Selected text:
— Start —

00;06;48;01 - 00;07;11;08

Cheryl Broom

Yeah, they really did. So the first one I had taken the afternoon off because I was my son is a senior, but back in April or May when I posted the first one, he was a junior and at his school, junior parents volunteer for senior night and like my job, for example, was being the person in charge of getting all the seniors over to the photo booth.

00;07;11;22 - 00;07;41;11

Cheryl Broom

So the marketing director at my son's school, she wanted to show us some giveaways that she had made, but she'd made them using a different color than the school's official colors. And before she unveiled these giveaways, she literally said, Don't tell marketing, but I use my own color. And and I was then the marketing director and I lived through that like every department being like, we don't like the school colors.

— End —

Written tasks:
a: In the interview transcript, why had Cheryl Broom taken the afternoon off when the first one was posted?
b: Please pick up the interview transcript right after its final sentence and keep going in the same speaker's voice.

Records provided:
— Start —

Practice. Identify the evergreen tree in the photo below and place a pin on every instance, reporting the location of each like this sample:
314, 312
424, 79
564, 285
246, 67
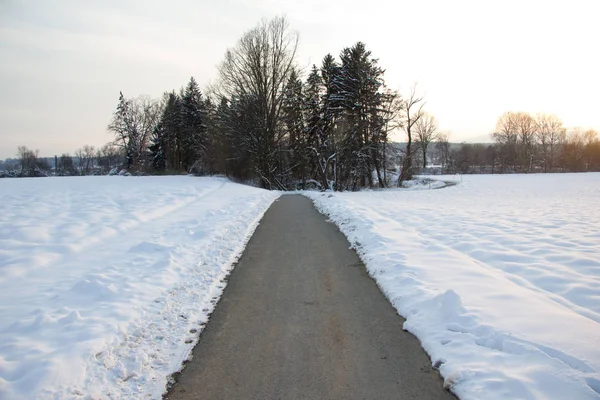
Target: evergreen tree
295, 164
359, 92
157, 148
193, 115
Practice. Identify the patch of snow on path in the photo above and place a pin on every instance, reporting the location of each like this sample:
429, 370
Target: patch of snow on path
498, 276
107, 282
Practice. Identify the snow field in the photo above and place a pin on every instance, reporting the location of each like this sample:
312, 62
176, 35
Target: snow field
499, 277
107, 282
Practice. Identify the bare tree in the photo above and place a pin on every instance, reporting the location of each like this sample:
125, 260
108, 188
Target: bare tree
426, 131
132, 125
413, 111
28, 160
506, 135
393, 107
442, 146
550, 133
257, 70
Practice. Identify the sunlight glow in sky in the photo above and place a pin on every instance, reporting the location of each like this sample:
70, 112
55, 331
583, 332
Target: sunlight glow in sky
64, 62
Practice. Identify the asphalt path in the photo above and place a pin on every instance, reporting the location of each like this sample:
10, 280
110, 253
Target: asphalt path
301, 319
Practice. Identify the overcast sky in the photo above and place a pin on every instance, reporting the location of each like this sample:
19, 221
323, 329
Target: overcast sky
63, 62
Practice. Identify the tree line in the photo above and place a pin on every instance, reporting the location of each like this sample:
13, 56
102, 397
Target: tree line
263, 121
523, 144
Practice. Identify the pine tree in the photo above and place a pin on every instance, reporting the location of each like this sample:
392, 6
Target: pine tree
158, 148
293, 118
360, 96
194, 128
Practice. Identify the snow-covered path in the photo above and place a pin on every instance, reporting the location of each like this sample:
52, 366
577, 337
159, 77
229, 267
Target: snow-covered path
499, 277
105, 282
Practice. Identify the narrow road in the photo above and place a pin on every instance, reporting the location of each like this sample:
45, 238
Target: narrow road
301, 319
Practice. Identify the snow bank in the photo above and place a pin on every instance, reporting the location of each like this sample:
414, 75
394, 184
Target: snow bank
499, 277
107, 282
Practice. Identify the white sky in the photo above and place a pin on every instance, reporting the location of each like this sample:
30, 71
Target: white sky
63, 62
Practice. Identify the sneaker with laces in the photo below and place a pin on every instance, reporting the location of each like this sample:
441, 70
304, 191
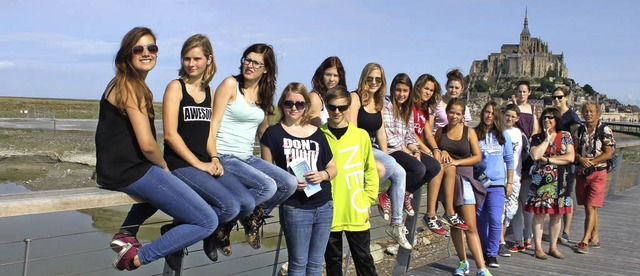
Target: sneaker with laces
582, 248
398, 232
483, 272
435, 225
454, 221
384, 206
174, 260
463, 268
223, 238
492, 262
504, 250
120, 239
408, 207
124, 259
252, 225
517, 248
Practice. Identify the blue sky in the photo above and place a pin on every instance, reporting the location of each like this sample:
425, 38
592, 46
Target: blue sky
65, 49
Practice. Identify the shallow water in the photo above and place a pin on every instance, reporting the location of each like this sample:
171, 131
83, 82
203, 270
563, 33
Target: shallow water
88, 253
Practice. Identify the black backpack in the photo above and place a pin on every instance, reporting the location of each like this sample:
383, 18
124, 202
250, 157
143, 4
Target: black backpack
612, 163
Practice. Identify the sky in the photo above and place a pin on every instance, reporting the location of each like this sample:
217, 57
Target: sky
66, 48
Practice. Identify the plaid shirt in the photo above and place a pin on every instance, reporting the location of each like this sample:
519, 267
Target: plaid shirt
399, 135
587, 144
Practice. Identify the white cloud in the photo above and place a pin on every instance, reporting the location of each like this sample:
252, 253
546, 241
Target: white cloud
4, 64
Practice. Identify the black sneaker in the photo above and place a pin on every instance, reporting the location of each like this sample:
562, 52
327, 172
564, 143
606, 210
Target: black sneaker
504, 250
252, 225
174, 260
492, 262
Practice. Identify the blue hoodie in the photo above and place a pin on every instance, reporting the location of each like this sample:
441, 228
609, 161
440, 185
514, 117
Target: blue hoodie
494, 158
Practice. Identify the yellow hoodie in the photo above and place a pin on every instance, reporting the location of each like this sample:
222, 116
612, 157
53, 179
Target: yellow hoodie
355, 187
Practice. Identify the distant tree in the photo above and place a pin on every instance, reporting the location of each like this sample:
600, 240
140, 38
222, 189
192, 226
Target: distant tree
589, 90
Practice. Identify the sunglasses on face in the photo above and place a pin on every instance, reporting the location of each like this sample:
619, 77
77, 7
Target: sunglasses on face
341, 108
139, 49
256, 64
289, 104
372, 79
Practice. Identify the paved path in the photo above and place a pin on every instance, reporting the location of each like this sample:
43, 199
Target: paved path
619, 255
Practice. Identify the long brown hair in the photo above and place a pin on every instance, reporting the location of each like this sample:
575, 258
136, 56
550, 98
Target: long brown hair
417, 95
128, 79
267, 83
317, 81
401, 111
378, 96
498, 123
202, 41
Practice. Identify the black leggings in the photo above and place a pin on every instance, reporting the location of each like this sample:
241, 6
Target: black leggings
420, 171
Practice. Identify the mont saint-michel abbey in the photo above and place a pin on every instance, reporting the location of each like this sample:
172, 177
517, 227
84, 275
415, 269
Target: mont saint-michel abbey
531, 58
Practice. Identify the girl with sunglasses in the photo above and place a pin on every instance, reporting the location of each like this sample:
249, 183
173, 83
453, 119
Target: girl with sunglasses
497, 151
354, 188
552, 151
570, 123
129, 160
187, 134
305, 216
329, 74
455, 87
366, 112
460, 151
427, 95
403, 145
241, 107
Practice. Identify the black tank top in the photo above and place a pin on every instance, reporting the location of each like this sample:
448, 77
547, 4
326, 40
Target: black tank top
119, 160
370, 122
458, 149
194, 121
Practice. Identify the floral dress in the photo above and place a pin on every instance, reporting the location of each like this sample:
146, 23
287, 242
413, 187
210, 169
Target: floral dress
547, 193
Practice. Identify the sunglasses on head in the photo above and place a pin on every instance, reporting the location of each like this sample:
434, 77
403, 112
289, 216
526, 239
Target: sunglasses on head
139, 49
376, 79
289, 104
341, 108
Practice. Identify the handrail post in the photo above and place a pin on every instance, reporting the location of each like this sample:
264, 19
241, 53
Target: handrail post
403, 260
275, 261
25, 264
614, 177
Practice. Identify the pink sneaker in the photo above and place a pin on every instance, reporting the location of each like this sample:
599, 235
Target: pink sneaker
407, 204
384, 206
120, 239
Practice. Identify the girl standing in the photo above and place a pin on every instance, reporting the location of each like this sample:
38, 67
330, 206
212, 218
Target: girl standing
305, 217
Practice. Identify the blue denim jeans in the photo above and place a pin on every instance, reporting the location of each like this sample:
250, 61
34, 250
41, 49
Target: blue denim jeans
212, 190
307, 233
490, 220
269, 184
397, 175
166, 192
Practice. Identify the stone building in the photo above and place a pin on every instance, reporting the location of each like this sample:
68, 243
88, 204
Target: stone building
531, 59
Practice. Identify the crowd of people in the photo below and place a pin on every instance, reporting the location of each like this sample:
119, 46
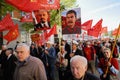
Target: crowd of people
78, 60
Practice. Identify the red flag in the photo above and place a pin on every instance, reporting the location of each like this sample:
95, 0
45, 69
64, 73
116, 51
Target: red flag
12, 34
115, 32
31, 5
95, 31
27, 18
50, 4
52, 31
6, 23
98, 25
87, 25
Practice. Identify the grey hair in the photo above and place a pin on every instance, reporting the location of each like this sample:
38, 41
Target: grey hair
82, 59
23, 45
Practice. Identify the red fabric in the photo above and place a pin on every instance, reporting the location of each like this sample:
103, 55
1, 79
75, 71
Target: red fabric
52, 31
104, 30
6, 23
86, 25
95, 31
31, 5
103, 64
26, 18
12, 34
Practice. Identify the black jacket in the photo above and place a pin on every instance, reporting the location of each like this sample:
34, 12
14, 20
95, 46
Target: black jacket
88, 76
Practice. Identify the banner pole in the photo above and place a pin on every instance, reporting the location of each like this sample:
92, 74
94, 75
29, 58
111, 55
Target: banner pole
113, 49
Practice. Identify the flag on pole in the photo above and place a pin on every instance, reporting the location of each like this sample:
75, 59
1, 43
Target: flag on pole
95, 31
26, 18
12, 34
87, 25
6, 23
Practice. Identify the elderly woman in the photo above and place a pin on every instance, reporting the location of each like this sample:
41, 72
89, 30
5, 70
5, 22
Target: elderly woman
79, 67
108, 62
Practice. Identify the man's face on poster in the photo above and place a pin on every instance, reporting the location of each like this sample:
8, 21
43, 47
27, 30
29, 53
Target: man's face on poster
43, 16
70, 20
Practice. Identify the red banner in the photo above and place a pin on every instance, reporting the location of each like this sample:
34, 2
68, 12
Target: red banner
87, 25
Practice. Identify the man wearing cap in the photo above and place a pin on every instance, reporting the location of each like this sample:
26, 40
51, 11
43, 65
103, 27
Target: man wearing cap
50, 60
90, 54
74, 51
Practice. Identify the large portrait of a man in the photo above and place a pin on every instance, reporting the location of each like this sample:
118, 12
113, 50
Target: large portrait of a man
71, 21
43, 19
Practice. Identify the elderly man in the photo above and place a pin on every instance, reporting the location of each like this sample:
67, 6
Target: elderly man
79, 71
28, 67
108, 62
44, 20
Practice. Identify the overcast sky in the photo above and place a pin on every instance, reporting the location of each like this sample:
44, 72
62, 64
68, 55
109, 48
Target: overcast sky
108, 10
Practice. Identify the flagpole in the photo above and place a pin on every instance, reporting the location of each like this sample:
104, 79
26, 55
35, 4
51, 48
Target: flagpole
113, 49
33, 15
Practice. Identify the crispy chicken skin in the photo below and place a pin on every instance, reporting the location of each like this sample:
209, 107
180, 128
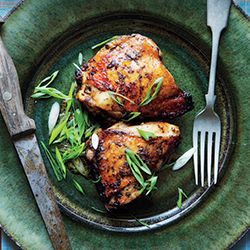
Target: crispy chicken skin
129, 65
118, 186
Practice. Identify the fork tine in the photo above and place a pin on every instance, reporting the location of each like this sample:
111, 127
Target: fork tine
209, 157
195, 145
202, 153
216, 156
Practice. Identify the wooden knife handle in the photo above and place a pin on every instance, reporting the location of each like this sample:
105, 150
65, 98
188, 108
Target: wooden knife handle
11, 103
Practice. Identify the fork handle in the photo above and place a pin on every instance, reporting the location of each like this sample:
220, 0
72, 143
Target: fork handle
210, 96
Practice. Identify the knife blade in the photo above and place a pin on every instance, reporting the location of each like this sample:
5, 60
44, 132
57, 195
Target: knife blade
21, 129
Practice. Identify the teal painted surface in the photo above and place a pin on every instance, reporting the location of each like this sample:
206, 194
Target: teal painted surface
88, 242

— End —

Expected answers:
a: Her son was a junior then, and at his school, junior parents volunteer for senior night. Her job was getting all the seniors over to the photo booth.

b:
00;07;41;11 - 00;08;01;09

Cheryl Broom

We we even had our school colors were supposed to be red and black, but over the years, everybody decided they were blue and teal and white. So our sports teams were one color, our marketing collateral was another. The buildings were painted a different color. It was like people just picked whatever they liked. Yeah, and that's what she said.

00;08;01;09 - 00;08;22;10

Cheryl Broom

She's like, I just picked the color I liked because I think that the seniors will like this color better. And I thought, you know, this would be I'm going to share this experience because this is what dilutes the brand is when everybody goes and picks their own color. So I posted like a rant and within like 2 minutes I had like 700 people like it and people started commenting.

00;08;22;20 - 00;08;27;23

Cheryl Broom

So I knew I struck a nerve. Other people out there have gone through the same thing.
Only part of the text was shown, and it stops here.